◆ **What is expected**
Among the records that follow, find the line with "of the leafy" and the line with "Target: black running shorts". Set down those lines and all lines between them exactly, without adding anything.

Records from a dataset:
=-=-=-=-=
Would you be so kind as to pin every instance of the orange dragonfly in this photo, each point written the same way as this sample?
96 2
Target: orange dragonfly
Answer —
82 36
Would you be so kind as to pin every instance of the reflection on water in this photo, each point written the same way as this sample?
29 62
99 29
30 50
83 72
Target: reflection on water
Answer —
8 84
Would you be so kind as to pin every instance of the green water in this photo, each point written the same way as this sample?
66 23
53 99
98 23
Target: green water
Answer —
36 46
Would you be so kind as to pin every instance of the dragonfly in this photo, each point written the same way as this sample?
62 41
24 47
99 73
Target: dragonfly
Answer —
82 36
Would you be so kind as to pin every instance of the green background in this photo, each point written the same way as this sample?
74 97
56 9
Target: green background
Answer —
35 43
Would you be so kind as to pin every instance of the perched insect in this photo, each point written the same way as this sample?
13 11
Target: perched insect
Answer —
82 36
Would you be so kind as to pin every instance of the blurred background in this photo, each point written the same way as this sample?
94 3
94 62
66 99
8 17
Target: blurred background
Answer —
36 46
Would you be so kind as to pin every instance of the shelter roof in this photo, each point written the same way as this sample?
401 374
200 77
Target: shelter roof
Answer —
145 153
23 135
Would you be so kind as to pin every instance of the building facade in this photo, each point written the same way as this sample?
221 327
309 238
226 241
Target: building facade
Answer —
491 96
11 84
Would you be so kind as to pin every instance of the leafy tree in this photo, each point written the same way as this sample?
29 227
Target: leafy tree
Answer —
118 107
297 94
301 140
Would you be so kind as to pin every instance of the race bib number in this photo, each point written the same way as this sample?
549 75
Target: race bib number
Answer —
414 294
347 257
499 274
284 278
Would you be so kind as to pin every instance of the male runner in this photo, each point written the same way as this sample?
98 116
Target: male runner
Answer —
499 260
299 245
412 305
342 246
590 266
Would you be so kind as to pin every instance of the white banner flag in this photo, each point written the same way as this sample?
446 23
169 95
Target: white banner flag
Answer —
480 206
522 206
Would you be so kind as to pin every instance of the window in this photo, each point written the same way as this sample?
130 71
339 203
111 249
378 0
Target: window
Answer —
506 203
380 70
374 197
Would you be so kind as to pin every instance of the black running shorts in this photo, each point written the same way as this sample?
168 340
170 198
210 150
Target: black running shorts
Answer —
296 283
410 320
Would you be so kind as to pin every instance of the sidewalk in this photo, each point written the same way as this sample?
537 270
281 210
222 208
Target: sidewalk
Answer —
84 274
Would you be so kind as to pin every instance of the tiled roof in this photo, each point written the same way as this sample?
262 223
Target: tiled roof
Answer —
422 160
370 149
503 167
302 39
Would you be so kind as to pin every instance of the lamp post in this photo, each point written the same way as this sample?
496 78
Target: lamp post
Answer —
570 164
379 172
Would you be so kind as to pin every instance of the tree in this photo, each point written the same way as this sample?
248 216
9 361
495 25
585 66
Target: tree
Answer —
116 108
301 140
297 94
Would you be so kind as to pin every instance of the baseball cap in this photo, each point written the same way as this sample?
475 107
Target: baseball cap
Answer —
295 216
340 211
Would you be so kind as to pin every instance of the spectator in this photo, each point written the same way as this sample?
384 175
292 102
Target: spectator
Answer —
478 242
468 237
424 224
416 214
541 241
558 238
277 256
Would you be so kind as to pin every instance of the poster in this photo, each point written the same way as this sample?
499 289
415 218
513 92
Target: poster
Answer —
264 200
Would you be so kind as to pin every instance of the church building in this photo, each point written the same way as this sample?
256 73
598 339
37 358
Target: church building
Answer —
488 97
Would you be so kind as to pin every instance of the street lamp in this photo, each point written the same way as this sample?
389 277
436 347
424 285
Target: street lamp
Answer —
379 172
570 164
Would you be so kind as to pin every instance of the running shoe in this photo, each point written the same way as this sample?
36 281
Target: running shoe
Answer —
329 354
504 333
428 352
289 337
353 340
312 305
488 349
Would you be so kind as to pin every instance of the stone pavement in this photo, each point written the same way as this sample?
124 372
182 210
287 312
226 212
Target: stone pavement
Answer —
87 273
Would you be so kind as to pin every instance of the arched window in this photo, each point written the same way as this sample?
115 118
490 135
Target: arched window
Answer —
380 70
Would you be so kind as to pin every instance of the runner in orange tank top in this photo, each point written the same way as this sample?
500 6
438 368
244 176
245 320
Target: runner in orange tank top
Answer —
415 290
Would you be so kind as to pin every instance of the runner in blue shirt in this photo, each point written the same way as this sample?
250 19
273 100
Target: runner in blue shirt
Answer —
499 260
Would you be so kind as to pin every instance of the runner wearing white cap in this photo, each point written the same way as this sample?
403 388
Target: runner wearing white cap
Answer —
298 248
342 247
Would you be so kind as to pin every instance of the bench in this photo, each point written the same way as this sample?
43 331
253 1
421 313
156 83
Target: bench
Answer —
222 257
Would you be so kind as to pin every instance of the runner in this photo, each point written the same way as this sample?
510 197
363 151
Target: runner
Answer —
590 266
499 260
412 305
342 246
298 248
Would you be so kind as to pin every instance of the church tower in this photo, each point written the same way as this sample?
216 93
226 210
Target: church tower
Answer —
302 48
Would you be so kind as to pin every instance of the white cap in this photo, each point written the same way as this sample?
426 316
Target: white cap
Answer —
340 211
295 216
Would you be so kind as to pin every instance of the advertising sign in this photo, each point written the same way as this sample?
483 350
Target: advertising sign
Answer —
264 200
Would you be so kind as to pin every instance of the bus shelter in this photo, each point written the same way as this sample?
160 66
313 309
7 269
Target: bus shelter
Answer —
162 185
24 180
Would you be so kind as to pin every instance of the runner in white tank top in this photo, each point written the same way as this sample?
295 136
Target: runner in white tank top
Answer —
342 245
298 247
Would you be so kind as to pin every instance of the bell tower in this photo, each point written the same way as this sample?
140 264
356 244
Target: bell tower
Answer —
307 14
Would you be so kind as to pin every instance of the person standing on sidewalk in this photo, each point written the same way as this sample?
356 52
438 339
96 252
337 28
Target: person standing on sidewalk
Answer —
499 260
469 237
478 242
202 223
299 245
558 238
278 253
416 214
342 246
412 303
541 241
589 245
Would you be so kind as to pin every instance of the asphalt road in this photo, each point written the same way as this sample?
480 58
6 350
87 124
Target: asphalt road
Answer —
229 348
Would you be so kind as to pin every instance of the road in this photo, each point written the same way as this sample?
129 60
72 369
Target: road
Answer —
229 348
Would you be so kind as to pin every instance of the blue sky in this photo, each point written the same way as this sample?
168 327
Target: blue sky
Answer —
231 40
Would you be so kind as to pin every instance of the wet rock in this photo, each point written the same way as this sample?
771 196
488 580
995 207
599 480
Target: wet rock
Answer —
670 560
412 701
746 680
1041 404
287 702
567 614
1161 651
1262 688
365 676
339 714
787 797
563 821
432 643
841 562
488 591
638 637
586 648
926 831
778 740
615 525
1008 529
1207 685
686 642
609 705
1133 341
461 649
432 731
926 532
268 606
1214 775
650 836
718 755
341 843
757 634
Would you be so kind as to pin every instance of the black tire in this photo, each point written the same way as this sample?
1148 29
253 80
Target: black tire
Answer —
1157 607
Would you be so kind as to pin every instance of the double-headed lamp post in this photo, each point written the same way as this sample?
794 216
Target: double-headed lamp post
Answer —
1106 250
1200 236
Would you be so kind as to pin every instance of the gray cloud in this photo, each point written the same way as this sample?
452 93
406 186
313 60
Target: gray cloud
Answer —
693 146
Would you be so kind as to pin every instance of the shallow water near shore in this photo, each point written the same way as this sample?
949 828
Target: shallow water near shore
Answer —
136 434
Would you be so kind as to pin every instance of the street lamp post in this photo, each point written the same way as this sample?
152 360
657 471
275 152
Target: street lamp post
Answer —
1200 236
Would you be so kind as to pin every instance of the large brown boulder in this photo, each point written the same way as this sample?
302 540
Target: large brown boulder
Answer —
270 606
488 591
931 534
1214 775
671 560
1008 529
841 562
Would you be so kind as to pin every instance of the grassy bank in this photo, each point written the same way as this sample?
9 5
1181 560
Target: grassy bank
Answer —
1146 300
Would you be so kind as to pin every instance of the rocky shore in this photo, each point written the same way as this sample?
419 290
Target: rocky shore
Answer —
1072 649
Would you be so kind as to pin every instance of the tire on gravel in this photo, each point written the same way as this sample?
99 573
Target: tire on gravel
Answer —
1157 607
=-=-=-=-=
◆ **Exercise response**
Would you be so kind as to pin every instance of the leafy tree in this photo, each point written the same way as this sample?
29 227
Target: leafy tree
Answer —
118 107
297 94
301 140
Would you be so kind as to pin every instance of the race bib number in this photo, each point written the same way as this sample?
549 75
Target: race bib number
Answer —
414 294
347 257
499 274
284 278
Would you be so kind as to pin every instance of the male runner in this photo, each point written the same way as this sample?
98 116
Target: male runner
Answer —
499 260
299 245
412 305
342 246
590 266
Would you be so kind as to pin every instance of the white banner flag in this photo, each point written the same way as this sample?
446 23
169 95
Target: white banner flag
Answer —
480 206
522 206
Would you be so kind as to pin every instance of the window in this photo, each point written the same way as this sample?
130 71
339 203
111 249
378 0
Target: window
Answer —
506 203
380 70
374 197
Would you be so kind as to pin every instance of the black running shorts in this photo, each point written the same way as this sample?
168 340
170 198
210 150
Target: black running shorts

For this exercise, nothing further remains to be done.